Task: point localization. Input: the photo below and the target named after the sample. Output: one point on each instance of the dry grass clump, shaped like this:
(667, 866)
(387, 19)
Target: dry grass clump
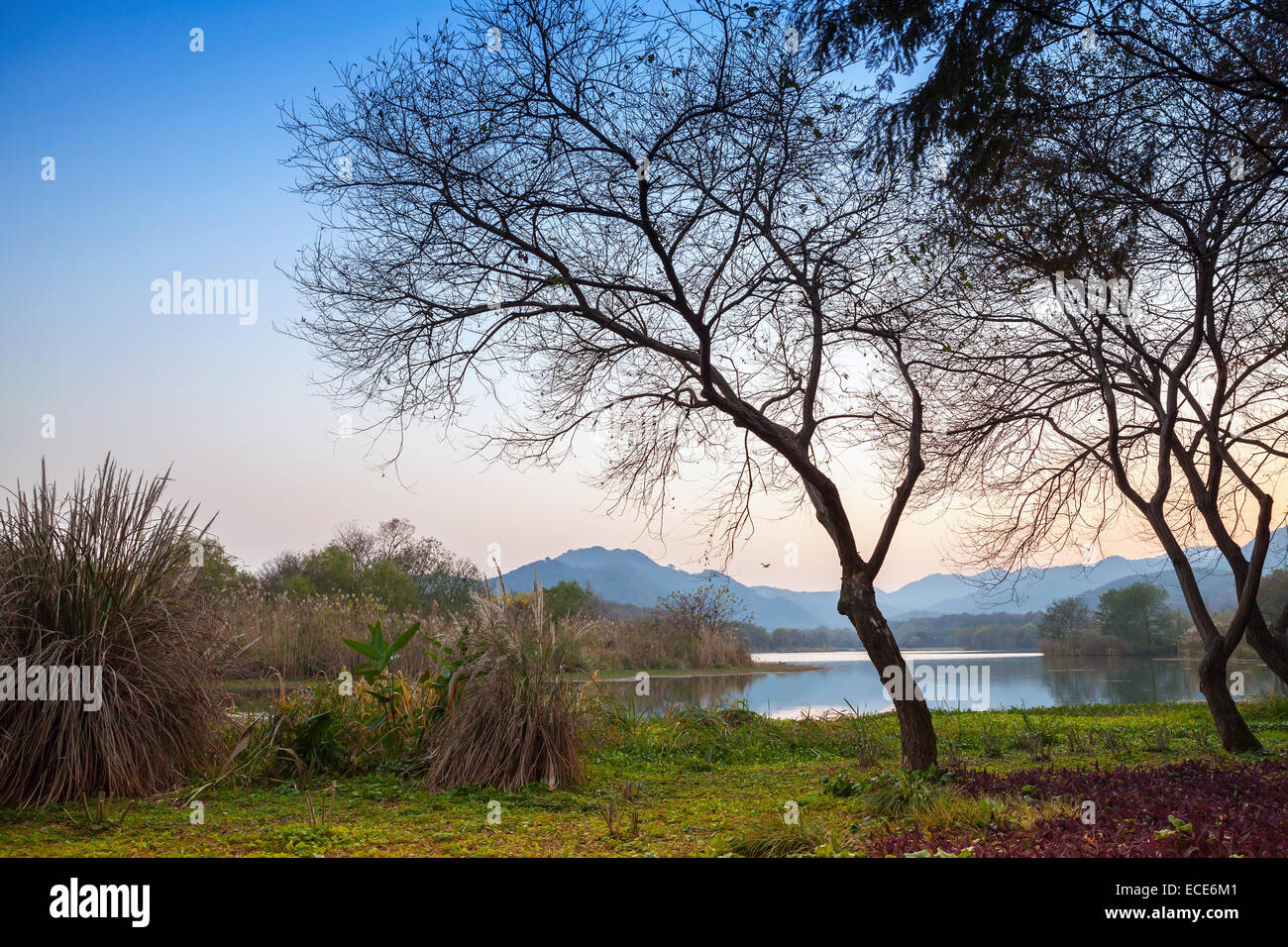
(518, 719)
(301, 637)
(102, 578)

Prompt | Present every line of the entries above as a numbered list, skipping blank lines and leaving out the picture.

Result |
1. Task: point localization. Input: the photo below and the target named after the sample. Output: one point on each instance of the dry grass clump, shaped like this:
2. (667, 866)
3. (387, 19)
4. Target: dry grass clump
5. (518, 719)
6. (301, 637)
7. (102, 578)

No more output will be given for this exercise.